## Goal 1
Answer these questions from the piece on giving, one line each:
(a) Who looked at the correlation between prosocial giving and happiness?
(b) In what year was the study that found we still feel more strapped for time than ever?
(c) According to the fMRI evidence cited, what does giving money to charity lead to?

^^^^^^^^^^^^^^^^

Giving. We know that giving things; our time, money, gifts, will benefit other people. But really, giving to others is as beneficial to the giver as it is to the receiver… maybe even more so.
At a time where giving – in the form of physically giving Valentine’s / Galentine’s / Palentine’s presents, giving time to social occasions and so on, is the norm – we look at how giving can change your life for the better, how giving can change others’ lives for the better, and how giving can be an inspiration to all.
Giving increases happiness
Increases happiness! Isn’t that amazing! A Harvard Business School professor looked at the correlation between prosocial giving and happiness, and found that one actually increases the other; a virtuous circle of giving and happiness!
Furthermore, the same study states “functional magnetic resonance imaging (fMRI) evidence shows that giving money to charity leads to similar brain activity in regions implicated in the experience of pleasure and reward.”
So give something, be happy. Simples.
Giving time gives you time
A study from 2012 concluded that, despite humans living longer and having endless time-saving innovations, we still feel more strapped for time than ever before. Fitting in work, social life, wellbeing, chores etc etc can seem like a daunting task.

^^^^^^^^^^^^^^^^

## Goal 2
Format the listing as a Markdown table with the columns Row and Line. Include everything from the line that contains "Please segment every instance of the **bird**" down through the end of the listing, with a row number for each line and blank lines left out.

## Record excerpts
^^^^^^^^^^^^^^^^

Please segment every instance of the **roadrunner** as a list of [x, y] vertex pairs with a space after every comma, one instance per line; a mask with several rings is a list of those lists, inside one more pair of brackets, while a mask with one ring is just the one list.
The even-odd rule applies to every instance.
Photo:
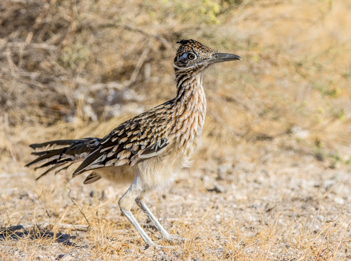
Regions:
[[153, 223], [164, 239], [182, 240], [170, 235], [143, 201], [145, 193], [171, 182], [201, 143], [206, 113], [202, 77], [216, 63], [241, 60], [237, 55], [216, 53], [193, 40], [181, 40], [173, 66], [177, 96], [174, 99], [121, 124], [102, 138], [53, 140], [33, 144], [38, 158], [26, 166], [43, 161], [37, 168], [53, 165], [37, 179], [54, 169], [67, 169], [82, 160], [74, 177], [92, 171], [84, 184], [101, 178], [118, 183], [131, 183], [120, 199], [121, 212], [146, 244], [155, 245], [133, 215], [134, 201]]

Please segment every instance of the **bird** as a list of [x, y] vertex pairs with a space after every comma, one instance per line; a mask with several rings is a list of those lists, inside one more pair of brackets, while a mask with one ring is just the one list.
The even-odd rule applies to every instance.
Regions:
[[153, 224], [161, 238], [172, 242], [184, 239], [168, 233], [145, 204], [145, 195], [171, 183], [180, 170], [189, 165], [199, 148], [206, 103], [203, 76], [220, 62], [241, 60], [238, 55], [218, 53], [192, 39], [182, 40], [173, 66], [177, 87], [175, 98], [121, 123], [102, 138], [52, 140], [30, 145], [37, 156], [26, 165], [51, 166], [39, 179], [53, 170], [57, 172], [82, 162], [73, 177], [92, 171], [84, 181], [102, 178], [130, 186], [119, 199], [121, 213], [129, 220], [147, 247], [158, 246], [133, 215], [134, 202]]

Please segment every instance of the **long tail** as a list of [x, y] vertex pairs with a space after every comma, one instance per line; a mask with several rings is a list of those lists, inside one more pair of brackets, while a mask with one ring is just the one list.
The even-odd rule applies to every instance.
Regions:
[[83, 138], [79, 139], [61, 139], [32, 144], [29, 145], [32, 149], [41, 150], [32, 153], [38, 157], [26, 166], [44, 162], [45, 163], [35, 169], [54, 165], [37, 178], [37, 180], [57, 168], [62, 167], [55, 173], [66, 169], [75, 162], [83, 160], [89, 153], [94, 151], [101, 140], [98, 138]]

^^^^^^^^^^^^^^^^

## Correct answer 1
(a) A Harvard Business School professor.
(b) 2012.
(c) Similar brain activity in regions implicated in the experience of pleasure and reward.

## Correct answer 2
| Row | Line |
|---|---|
| 1 | Please segment every instance of the **bird** as a list of [x, y] vertex pairs with a space after every comma, one instance per line; a mask with several rings is a list of those lists, inside one more pair of brackets, while a mask with one ring is just the one list. |
| 2 | The even-odd rule applies to every instance. |
| 3 | Regions: |
| 4 | [[153, 224], [161, 238], [172, 242], [184, 239], [168, 233], [145, 204], [145, 195], [171, 183], [180, 170], [189, 165], [199, 148], [206, 103], [203, 76], [220, 62], [241, 60], [238, 55], [218, 53], [192, 39], [182, 40], [173, 66], [177, 87], [175, 98], [121, 123], [102, 138], [52, 140], [30, 145], [37, 156], [26, 165], [51, 166], [39, 179], [53, 170], [57, 172], [82, 162], [73, 177], [92, 171], [84, 181], [102, 178], [130, 186], [119, 199], [121, 213], [129, 220], [147, 247], [158, 246], [133, 215], [134, 202]] |
| 5 | Please segment every instance of the **long tail** as a list of [x, y] vertex pairs with a space after every comma, one instance per line; a mask with several rings is a list of those lists, inside one more pair of brackets, while a mask with one ring is just the one list. |
| 6 | The even-odd rule applies to every instance. |
| 7 | Regions: |
| 8 | [[83, 138], [79, 139], [61, 139], [32, 144], [29, 145], [32, 149], [41, 150], [32, 153], [38, 157], [26, 166], [44, 162], [45, 163], [35, 169], [54, 165], [37, 178], [37, 180], [57, 168], [62, 167], [55, 173], [66, 169], [75, 162], [83, 160], [89, 153], [94, 151], [101, 140], [98, 138]] |